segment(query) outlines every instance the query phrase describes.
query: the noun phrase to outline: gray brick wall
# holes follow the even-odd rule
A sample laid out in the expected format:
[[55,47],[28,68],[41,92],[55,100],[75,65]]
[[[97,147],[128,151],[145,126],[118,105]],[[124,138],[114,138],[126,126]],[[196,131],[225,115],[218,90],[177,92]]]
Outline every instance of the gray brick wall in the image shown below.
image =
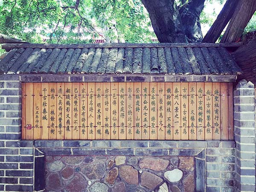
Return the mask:
[[33,191],[33,142],[20,141],[20,77],[0,76],[0,191]]
[[254,86],[240,81],[234,92],[237,191],[255,191]]
[[[201,183],[205,183],[205,191],[233,192],[236,188],[238,191],[254,191],[253,86],[244,81],[239,83],[234,93],[236,143],[230,141],[20,141],[20,82],[80,81],[81,77],[81,81],[91,78],[75,75],[0,76],[0,191],[33,191],[36,182],[34,159],[44,155],[38,149],[50,155],[195,156],[196,160],[204,163],[202,167],[205,177]],[[137,79],[135,76],[129,78]],[[104,78],[96,79],[99,81]],[[151,77],[150,81],[168,81],[166,78],[156,78]],[[206,79],[210,81],[210,77]],[[127,81],[127,77],[116,76],[105,80],[122,79]]]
-.-.-
== To be done ==
Can you edit the rows above so that "gray brick wall" reads "red brick wall" everywhere and nothing else changes? Omit the pictures from your answer.

== Complete response ==
segment(query) outlines every instance the query phrase describes.
query: the noun phrase to outline: red brick wall
# holes follow the even-odd rule
A sample laid out in the expected format:
[[55,47],[28,68],[41,92],[55,100],[75,65]]
[[[97,147],[128,151],[145,126],[118,105]],[[124,138],[114,138],[126,126]],[[196,131],[225,115],[218,90],[177,92]]]
Outline every instance of the red brick wall in the image shown below.
image =
Return the mask:
[[33,191],[33,142],[20,141],[20,77],[0,76],[0,191]]
[[254,86],[240,81],[234,92],[237,191],[255,191]]
[[[201,183],[205,183],[205,191],[233,192],[236,188],[238,191],[254,191],[253,86],[244,81],[239,83],[234,93],[236,143],[230,141],[20,141],[20,82],[80,81],[81,77],[81,81],[91,78],[75,75],[0,76],[0,191],[33,191],[36,182],[34,159],[44,155],[38,149],[50,155],[195,156],[196,160],[204,163],[202,167],[205,177]],[[137,79],[135,76],[129,78]],[[104,78],[96,79],[99,81]],[[151,77],[150,81],[168,81],[166,78],[156,78]],[[206,79],[210,81],[210,77]],[[127,81],[127,77],[116,76],[105,80],[122,79]]]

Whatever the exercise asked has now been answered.